Material shown —

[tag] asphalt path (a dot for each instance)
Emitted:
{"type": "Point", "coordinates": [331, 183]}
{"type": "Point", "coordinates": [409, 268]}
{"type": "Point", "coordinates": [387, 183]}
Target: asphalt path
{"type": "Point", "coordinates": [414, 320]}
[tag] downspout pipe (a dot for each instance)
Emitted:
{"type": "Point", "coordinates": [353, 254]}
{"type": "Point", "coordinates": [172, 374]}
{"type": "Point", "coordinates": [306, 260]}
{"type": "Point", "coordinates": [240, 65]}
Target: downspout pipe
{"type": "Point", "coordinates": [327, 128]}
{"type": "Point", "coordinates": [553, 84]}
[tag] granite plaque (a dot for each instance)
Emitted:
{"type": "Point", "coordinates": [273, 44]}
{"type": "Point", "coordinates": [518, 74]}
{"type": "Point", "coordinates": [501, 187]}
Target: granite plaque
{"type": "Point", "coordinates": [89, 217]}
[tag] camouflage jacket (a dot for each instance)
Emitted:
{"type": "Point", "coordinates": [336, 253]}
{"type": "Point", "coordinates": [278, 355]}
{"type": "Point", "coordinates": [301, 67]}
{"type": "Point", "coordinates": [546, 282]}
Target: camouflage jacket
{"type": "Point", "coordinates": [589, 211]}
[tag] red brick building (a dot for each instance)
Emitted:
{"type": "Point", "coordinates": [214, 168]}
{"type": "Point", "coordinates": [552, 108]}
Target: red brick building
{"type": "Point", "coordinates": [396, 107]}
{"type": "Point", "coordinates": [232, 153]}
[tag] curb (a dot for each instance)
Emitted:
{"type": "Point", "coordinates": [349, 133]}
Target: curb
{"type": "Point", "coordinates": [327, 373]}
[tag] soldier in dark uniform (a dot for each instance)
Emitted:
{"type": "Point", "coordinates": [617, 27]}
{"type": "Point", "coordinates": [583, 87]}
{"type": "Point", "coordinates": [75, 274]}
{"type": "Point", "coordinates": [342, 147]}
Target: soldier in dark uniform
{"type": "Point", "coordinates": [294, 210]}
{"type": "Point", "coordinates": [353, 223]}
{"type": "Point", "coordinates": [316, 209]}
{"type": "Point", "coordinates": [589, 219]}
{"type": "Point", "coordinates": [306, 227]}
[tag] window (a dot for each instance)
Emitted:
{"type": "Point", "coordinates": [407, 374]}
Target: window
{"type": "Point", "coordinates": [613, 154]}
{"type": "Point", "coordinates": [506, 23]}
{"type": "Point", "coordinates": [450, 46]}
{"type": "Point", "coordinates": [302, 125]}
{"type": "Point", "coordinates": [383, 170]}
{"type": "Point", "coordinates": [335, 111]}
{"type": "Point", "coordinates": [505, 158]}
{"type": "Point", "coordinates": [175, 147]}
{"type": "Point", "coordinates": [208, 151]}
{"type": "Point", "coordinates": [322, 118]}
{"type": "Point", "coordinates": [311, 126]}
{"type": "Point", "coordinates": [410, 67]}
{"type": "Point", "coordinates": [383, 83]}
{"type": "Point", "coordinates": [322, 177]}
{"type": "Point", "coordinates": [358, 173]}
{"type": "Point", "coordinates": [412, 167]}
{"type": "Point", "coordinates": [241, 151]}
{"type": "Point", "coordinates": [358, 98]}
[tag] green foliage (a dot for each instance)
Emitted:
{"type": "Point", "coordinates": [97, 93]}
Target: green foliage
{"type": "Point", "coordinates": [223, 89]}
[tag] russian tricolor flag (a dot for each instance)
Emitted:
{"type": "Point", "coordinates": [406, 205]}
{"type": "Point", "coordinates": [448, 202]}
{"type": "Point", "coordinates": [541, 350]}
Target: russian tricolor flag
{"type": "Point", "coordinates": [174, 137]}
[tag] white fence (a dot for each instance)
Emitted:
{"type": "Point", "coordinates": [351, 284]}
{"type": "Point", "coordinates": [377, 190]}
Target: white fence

The task — In the data above, find each line that has the word "fence" and copy it out.

Response box —
[tag] white fence (a dot for each instance)
Target: white fence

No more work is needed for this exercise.